Supplied records:
----------
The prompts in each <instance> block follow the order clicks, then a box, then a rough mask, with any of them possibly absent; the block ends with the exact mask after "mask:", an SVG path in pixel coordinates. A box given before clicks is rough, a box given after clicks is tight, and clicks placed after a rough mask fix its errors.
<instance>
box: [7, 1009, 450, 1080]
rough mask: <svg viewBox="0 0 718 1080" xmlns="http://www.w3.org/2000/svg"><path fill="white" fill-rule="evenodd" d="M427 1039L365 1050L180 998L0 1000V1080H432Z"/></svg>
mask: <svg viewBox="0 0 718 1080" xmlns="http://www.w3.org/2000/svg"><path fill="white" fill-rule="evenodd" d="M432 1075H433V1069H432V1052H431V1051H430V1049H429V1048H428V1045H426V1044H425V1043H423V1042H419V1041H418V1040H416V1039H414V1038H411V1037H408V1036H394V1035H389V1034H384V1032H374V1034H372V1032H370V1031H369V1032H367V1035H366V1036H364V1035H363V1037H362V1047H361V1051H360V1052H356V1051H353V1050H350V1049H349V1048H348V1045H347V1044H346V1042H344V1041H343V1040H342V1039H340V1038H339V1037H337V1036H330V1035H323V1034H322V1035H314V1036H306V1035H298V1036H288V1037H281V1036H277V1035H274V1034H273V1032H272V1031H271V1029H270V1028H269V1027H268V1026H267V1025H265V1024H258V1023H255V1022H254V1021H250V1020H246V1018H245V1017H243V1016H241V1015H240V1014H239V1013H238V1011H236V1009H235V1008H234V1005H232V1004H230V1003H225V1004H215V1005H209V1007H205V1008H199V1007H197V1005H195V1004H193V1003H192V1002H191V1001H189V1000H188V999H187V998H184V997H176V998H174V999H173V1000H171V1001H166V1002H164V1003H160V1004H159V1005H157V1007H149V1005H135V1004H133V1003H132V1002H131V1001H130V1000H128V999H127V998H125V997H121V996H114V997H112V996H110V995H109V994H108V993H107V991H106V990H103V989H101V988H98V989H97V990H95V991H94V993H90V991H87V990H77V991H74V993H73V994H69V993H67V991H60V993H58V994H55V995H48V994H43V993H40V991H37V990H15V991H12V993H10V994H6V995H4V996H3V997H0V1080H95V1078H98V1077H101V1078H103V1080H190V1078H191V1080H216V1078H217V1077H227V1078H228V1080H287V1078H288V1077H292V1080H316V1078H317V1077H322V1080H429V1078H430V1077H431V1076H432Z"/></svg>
----------
Aim of the task: Copy out the records unchanged from their first line through the line containing "rough mask: <svg", and include that line.

Answer box:
The prompts in each <instance> block follow the order clicks, then a box, then a rough mask, with any of them possibly absent; the block ends with the exact mask after "mask:", an SVG path in pixel coordinates. A box given before clicks is rough, a box given after clicks is tight, and clicks placed after a rough mask fix its errors.
<instance>
box: [7, 1009, 450, 1080]
rough mask: <svg viewBox="0 0 718 1080" xmlns="http://www.w3.org/2000/svg"><path fill="white" fill-rule="evenodd" d="M427 1039L365 1050L180 998L0 1000V1080H432Z"/></svg>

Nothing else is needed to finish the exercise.